### READING TEXT
====
The Bizarre Self-Inflicted Wounds of Medium.com
How a blogging giant cannibalizes itself and questions about Medium's future.
The secret’s out.
And so is Evan Williams, longtime CEO of Medium.com.
On July 12th, Medium announced that Tony Stubblebine would replace Ev Williams as the company's new CEO. Over the last decade, with Williams at the helm, Medium has gone through a turbulent series of ups and downs, dozens of pivots, and a lot of uncertainty in the process.
Part of working for a tech startup is expecting to eat raw chaos for breakfast.
But Medium took things to a whole other level.
This was partly thanks to Ev Williams’ vision—it kept shifting. Casey Newton published an excellent overview of Medium’s quest for a sense of purpose, listing more than a dozen sudden changes in the company between 2013 and 2022.
It was a partial list.
Rather than beat the same well-worn path that others have, I’ll offer a brief backstory before I move on to precisely how Medium signed its own death warrant.
The History
Over the last decade, Medium tried everything from running ads to subscription models. They were among the first companies to ditch ads and embrace subscriptions.
They’ve attempted supporting small-time independent writers and journalists like we see on Substack, and they’ve tried their hand at becoming a mainstream publishing outlet.
====
### DATA EXTRACT
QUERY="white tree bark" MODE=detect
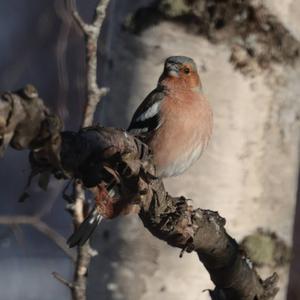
====
### WRITTEN REQUEST 1
In the article on Medium, who was named to replace Ev Williams as the company's CEO?
### WRITTEN REQUEST 2
For each statement, answer yes or no according to the article on Medium, and quote the deciding words: (a) Medium was among the first companies to drop ads in favor of subscriptions. (b) Casey Newton's overview listed every change Medium made between 2013 and 2022. (c) The change of CEO was announced on July 12th.

### EXERCISE SOLUTION 1
Tony Stubblebine

### EXERCISE SOLUTION 2
(a) Yes: "They were among the first companies to ditch ads and embrace subscriptions."
(b) No: "It was a partial list."
(c) Yes: "On July 12th, Medium announced that Tony Stubblebine would replace Ev Williams as the company's new CEO."